§ **Provided text**
This frenzy, this primitive fear – understandable perhaps in the face of such a wrenching upheaval – does not in itself make a fundamentalist an evil person. But it can – and does – lead them into evil: sometimes blindly, in ignorance and panic; but sometimes knowingly, with eyes wide open, a willing embrace of primitive emotions to serve selfish and cynical ends.
In a follow-up to the 2009 post, I noted that Arthur Silber had dealt powerfully with this theme, in an essay rich with historical detail and insight. I excerpted it here:
There are a great many aspects of today’s world that are variously horrifying, ghastly, destructive and appalling — and among the very worst is an idea that appears to be rapidly gaining support: the noxious notion that all questions relating to abortion rights should be returned to the states. For many reasons, only a few of which are discussed below, this idea is completely incoherent as a matter of political theory, and it undercuts any defense of individual rights on the most fundamental level. If you give a damn at all about the liberty of a single human being, you should oppose all such attempts to your last breath.
The human being to which I refer is not the developing fetus, but the woman who carries the child. I well understand that many people believe that the fetus is a human being long before birth, with all the rights that attend to that designation. In the political context, I consider all such beliefs irrelevant, no matter how sincerely and deeply held. Only one ultimate point matters here: whether you think the developing fetus is a human being or not, the fetus is contained in and supported by the woman’s body. If the woman’s body did not exist, neither would the fetus. Only the woman’s existence makes that of the fetus possible.

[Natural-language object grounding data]
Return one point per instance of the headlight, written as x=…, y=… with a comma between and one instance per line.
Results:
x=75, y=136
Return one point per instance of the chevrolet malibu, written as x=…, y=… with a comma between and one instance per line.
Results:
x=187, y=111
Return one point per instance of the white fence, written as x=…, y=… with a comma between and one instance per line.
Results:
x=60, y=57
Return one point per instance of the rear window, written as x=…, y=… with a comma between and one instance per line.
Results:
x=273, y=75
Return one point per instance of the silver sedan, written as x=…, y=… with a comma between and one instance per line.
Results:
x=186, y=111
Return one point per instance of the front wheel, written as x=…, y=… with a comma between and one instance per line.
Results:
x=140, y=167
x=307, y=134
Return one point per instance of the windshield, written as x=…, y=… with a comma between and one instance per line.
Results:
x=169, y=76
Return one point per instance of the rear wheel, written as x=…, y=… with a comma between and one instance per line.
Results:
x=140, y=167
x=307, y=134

---

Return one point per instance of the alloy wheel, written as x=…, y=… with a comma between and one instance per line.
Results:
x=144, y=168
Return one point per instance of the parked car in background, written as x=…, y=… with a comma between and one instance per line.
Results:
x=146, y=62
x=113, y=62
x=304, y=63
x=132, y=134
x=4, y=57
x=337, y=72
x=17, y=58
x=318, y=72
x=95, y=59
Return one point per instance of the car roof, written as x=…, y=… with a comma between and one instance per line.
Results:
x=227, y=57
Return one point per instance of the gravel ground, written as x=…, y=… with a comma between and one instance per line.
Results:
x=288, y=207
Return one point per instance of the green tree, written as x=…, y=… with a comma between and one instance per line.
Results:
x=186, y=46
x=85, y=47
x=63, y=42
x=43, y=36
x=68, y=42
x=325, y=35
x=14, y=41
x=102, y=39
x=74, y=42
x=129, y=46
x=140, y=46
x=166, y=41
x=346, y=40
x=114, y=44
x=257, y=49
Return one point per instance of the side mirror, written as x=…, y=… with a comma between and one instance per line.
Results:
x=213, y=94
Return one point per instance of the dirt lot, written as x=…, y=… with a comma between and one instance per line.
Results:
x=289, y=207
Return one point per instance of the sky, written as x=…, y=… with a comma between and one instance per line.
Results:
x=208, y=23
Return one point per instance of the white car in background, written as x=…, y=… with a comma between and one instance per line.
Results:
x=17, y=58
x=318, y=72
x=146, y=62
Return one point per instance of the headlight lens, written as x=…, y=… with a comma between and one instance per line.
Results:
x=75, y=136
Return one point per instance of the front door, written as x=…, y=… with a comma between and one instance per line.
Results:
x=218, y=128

==

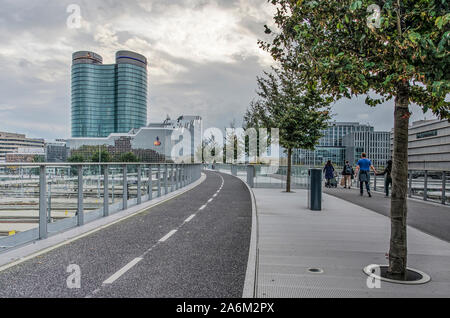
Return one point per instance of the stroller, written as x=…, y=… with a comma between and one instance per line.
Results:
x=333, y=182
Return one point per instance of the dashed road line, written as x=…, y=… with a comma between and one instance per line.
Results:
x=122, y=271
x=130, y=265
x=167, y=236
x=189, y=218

§ **Tasks to perform**
A. According to the passage on abortion rights, whose essay dealt powerfully with this theme?
B. Return, word for word, the portion of the passage on abortion rights starting at "The human being" and ending at "the fetus possible.".
C. Resume the passage on abortion rights after its final sentence.
None of the material is needed here.

§ **Answer set**
A. Arthur Silber's.

B.
The human being to which I refer is not the developing fetus, but the woman who carries the child. I well understand that many people believe that the fetus is a human being long before birth, with all the rights that attend to that designation. In the political context, I consider all such beliefs irrelevant, no matter how sincerely and deeply held. Only one ultimate point matters here: whether you think the developing fetus is a human being or not, the fetus is contained in and supported by the woman’s body. If the woman’s body did not exist, neither would the fetus. Only the woman’s existence makes that of the fetus possible.

C.
The fetus only exists because of the woman’s body — not yours, not that of some possibly corrupt and stupid politician in Washington, and not the body of some possibly ignorant and venal politician in a state legislature. As I have watched this debate develop, and as I have considered with astonishment the increasingly byzantine efforts to ” draw lines” about the point of viability, the time at which a full set of rights attaches to the fetus, and all the rest, I have become increasingly convinced that the right of the woman to control her own body when she is pregnant must be absolute up to the point of birth. All the attempts to craft legislation circumscribing that right prior to birth quickly become enmeshed in what are finally subjective claims that can be disputed into eternity, and impossible of proof in one direction or another.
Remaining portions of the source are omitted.